— start Supplied records —

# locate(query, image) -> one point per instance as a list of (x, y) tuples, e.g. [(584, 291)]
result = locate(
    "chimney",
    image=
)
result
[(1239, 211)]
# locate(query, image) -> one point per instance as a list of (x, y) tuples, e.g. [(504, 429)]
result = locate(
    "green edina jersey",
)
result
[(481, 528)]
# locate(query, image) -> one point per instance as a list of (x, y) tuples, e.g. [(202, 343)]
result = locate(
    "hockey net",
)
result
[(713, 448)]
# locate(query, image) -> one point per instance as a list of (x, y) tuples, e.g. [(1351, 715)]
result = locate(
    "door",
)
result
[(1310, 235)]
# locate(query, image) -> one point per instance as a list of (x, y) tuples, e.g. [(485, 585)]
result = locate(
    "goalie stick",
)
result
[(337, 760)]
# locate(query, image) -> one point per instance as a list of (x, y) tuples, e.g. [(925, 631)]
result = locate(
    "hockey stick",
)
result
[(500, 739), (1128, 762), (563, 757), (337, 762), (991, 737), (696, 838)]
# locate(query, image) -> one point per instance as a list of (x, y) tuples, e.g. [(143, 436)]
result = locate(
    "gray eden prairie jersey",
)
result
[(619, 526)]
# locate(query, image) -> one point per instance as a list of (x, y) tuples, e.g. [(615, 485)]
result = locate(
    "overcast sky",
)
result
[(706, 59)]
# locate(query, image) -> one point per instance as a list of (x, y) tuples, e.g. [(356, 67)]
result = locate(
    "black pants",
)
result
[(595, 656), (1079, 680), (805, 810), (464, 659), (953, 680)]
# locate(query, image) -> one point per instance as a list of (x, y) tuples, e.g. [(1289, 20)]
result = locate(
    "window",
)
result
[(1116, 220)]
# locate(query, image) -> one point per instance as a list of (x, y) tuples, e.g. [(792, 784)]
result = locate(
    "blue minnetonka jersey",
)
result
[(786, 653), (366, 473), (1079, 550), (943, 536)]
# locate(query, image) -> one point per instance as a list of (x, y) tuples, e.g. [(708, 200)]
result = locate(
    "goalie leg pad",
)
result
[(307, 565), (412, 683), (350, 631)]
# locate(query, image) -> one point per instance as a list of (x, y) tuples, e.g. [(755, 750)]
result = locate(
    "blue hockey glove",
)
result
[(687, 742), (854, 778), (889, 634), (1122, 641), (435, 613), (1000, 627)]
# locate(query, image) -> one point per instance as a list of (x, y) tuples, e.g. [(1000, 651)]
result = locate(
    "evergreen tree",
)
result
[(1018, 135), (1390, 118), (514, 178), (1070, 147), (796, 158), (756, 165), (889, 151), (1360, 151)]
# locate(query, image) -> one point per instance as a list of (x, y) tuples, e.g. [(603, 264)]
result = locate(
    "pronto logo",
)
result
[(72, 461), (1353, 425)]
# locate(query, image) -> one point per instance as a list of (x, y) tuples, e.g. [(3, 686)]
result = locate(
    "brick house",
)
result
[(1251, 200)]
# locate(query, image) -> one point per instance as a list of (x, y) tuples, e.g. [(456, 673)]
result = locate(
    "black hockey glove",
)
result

— end Supplied records —

• Exercise
Convert every line of the records above into a Markdown table with two columns, No. and Text, numbering the rows and leaving out any blank lines.

• Full answer
| No. | Text |
|---|---|
| 1 | # locate(query, image) -> one point per instance as a list of (x, y) tuples, e.g. [(584, 291)] |
| 2 | result = locate( |
| 3 |     "chimney", |
| 4 |     image= |
| 5 | ) |
| 6 | result |
| 7 | [(1239, 211)] |
| 8 | # locate(query, image) -> one point per instance as a list of (x, y) tuples, e.g. [(504, 429)] |
| 9 | result = locate( |
| 10 |     "green edina jersey", |
| 11 | ) |
| 12 | result |
| 13 | [(481, 528)] |
| 14 | # locate(query, image) -> one point per instance as a list of (x, y) tuples, e.g. [(202, 343)] |
| 15 | result = locate( |
| 16 |     "hockey net", |
| 17 | ) |
| 18 | result |
| 19 | [(713, 448)] |
| 20 | # locate(query, image) -> one point per instance as a list of (x, y) tuples, e.g. [(1351, 715)] |
| 21 | result = locate( |
| 22 |     "door", |
| 23 | ) |
| 24 | result |
| 25 | [(1310, 235)] |
| 26 | # locate(query, image) -> one point per instance as a list of (x, y) tuples, e.g. [(485, 585)] |
| 27 | result = locate( |
| 28 |     "goalie stick", |
| 29 | ) |
| 30 | result |
| 31 | [(337, 760)] |
| 32 | # locate(query, image) -> one point per instance as a list of (x, y) tuples, e.g. [(925, 631)] |
| 33 | result = locate( |
| 34 |     "hockey stick", |
| 35 | ) |
| 36 | result |
| 37 | [(500, 739), (1128, 762), (563, 757), (337, 762), (991, 737), (696, 838)] |
| 38 | # locate(query, image) -> one point per instance as a list of (x, y) tuples, e.g. [(143, 436)] |
| 39 | result = locate( |
| 40 |     "gray eden prairie jersey", |
| 41 | ) |
| 42 | result |
| 43 | [(619, 526)] |
| 44 | # locate(query, image) -> one point per instance as a list of (x, y) tuples, e.g. [(615, 485)] |
| 45 | result = locate( |
| 46 |     "overcast sky", |
| 47 | ) |
| 48 | result |
| 49 | [(706, 59)] |
| 50 | # locate(query, image) -> one point per instance as a list of (x, y) tuples, e.g. [(356, 67)] |
| 51 | result = locate( |
| 52 |     "black pants", |
| 53 | ) |
| 54 | result |
| 55 | [(595, 656), (1079, 680), (805, 810), (464, 659), (953, 680)] |
| 56 | # locate(query, image) -> one point per instance as a list of (x, y) tuples, e.g. [(1289, 20)] |
| 57 | result = locate( |
| 58 |     "window", |
| 59 | ) |
| 60 | result |
| 61 | [(1116, 220)] |
| 62 | # locate(query, image) -> one point per instance as a list of (x, y) tuples, e.g. [(792, 784)] |
| 63 | result = locate( |
| 64 |     "blue minnetonka jersey", |
| 65 | ) |
| 66 | result |
| 67 | [(786, 653), (366, 473), (1079, 550), (943, 536)] |
| 68 | # locate(query, image) -> one point per instance as a list of (x, y) tuples, e.g. [(708, 200)] |
| 69 | result = locate( |
| 70 |     "goalie leg pad", |
| 71 | ) |
| 72 | result |
| 73 | [(307, 565), (412, 683), (350, 631)] |
| 74 | # locate(query, image) -> one point per instance as a list of (x, y) tuples, e.g. [(755, 750)] |
| 75 | result = locate( |
| 76 |     "blue hockey glove", |
| 77 | ) |
| 78 | result |
| 79 | [(687, 742), (854, 778), (889, 634), (1122, 641), (435, 613), (1000, 627)] |
| 80 | # locate(query, image) -> one point per instance as a list of (x, y) tuples, e.g. [(1000, 651)] |
| 81 | result = locate( |
| 82 |     "evergreen tree", |
| 83 | ) |
| 84 | result |
| 85 | [(1018, 135), (1390, 118), (514, 178), (1070, 147), (796, 158), (756, 165), (889, 151), (1360, 151)] |
| 86 | # locate(query, image) -> one point per instance as a list of (x, y) tuples, e.g. [(603, 264)] |
| 87 | result = locate( |
| 88 |     "pronto logo", |
| 89 | ) |
| 90 | result |
| 91 | [(72, 461), (1353, 425)] |
| 92 | # locate(query, image) -> one point per instance as a list of (x, y) tuples, e.g. [(3, 686)] |
| 93 | result = locate( |
| 94 |     "brick house", |
| 95 | ) |
| 96 | result |
| 97 | [(1251, 200)] |
| 98 | # locate(query, image) -> one point per instance as a list of (x, y) tuples, e.g. [(456, 673)] |
| 99 | result = locate( |
| 100 |     "black hockey glove", |
| 101 | ) |
| 102 | result |